[Image object location entries]
►
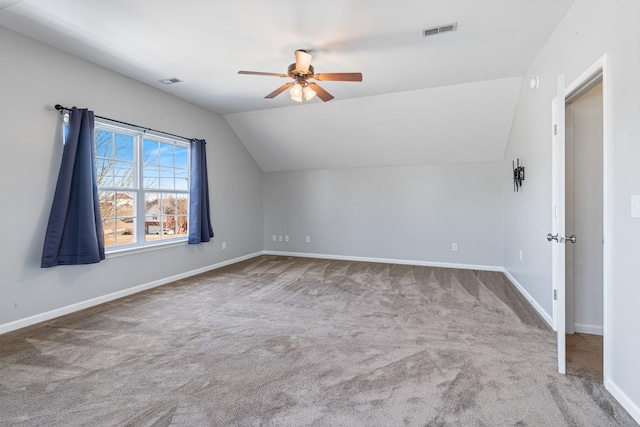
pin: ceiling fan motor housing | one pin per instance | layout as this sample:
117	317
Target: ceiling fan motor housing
294	73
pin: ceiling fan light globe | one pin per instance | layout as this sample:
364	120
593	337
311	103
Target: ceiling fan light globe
296	92
303	61
308	93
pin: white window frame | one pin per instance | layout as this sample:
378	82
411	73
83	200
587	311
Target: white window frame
138	189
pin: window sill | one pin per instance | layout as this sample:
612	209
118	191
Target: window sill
115	253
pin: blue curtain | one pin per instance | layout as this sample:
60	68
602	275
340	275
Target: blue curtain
200	229
74	233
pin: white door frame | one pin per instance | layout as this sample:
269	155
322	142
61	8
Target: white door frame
601	66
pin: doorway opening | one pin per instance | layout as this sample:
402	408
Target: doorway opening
584	217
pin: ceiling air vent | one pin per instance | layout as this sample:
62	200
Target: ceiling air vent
438	30
170	81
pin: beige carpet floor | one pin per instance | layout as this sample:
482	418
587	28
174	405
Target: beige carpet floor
301	342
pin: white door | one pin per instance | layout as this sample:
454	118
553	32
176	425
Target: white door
557	235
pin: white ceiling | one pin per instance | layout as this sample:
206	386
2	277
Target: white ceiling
415	92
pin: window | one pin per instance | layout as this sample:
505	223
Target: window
143	186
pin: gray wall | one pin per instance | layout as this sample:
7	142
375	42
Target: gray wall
590	29
35	76
411	213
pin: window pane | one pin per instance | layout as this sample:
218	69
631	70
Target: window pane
125	205
182	157
150	152
124	174
123	147
108	228
104	173
167	154
183	204
169	204
169	226
152	228
167	181
152	205
104	143
182	225
106	200
182	179
151	177
125	231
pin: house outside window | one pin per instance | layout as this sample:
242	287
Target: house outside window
143	186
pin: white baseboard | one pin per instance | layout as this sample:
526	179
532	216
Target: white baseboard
623	399
547	318
42	317
588	329
387	261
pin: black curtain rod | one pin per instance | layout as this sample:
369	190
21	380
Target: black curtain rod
61	109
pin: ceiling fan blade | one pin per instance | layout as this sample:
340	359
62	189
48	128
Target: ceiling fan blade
260	73
339	77
322	94
303	60
279	90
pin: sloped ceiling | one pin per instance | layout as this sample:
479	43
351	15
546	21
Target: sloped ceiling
442	99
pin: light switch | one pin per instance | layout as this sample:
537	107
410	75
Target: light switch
635	206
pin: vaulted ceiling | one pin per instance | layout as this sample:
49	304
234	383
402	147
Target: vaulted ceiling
447	98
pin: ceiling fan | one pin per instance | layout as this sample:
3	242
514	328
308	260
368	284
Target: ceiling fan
301	71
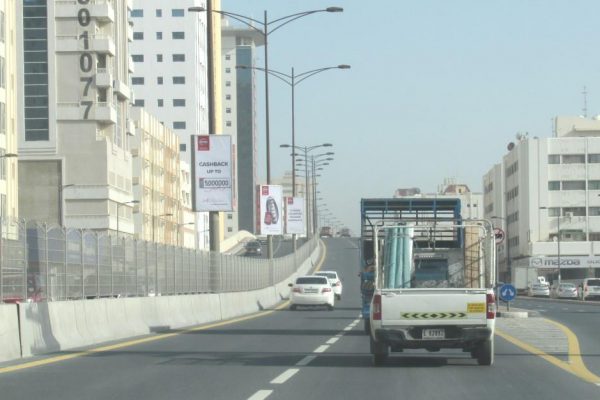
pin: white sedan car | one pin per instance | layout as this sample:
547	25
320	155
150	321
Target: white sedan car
311	291
334	280
539	289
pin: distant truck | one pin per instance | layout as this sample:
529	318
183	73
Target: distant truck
432	277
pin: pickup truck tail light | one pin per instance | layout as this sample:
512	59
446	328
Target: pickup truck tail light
377	307
491	306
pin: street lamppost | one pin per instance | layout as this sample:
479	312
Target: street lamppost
266	28
118	211
293	80
557	239
306	150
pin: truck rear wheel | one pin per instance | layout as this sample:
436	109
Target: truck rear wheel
485	352
380	352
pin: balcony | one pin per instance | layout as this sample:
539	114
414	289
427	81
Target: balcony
100	112
104	78
97	44
101	10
◄
◆ What the task requires:
Output exactly the lines from the line with "pin: sloped ceiling" to the last line of the records, including both, and leave every picture out.

◆ Written response:
pin: sloped ceiling | one pin per instance | layout as this sample:
479	43
351	15
546	21
Target: sloped ceiling
442	99
pin: light switch | one pin per instance | layout as this sample:
537	107
410	75
Target: light switch
635	206
pin: vaulted ceiling | one pin per instance | layout as this sample:
49	304
234	383
402	147
Target: vaulted ceiling
447	98
pin: ceiling fan | one pin per instance | layout as this sample:
3	242
514	328
308	260
368	284
Target: ceiling fan
301	71
pin: white sedan car | one pin per instance | layout as this sample:
547	25
320	155
150	321
Target: white sedan car
311	291
334	280
539	289
pin: distant truck | one pin per instance | layout as this sample:
529	318
183	73
Target: distant truck
432	277
pin: pickup truck tail light | one pin per instance | layout as this sample:
512	59
446	328
Target: pickup truck tail light
377	307
491	306
pin: street lamppost | one pin per instance | layout as this sample:
479	312
Target: street lamppost
266	28
118	211
293	80
557	239
306	150
pin: truck rear wheel | one pin per instance | layout as this sample:
436	109
Target: truck rear wheel
485	352
380	352
pin: balcony | one pin per instance | layout as this sample:
539	114
414	289
427	81
Target: balcony
100	112
104	78
97	44
101	10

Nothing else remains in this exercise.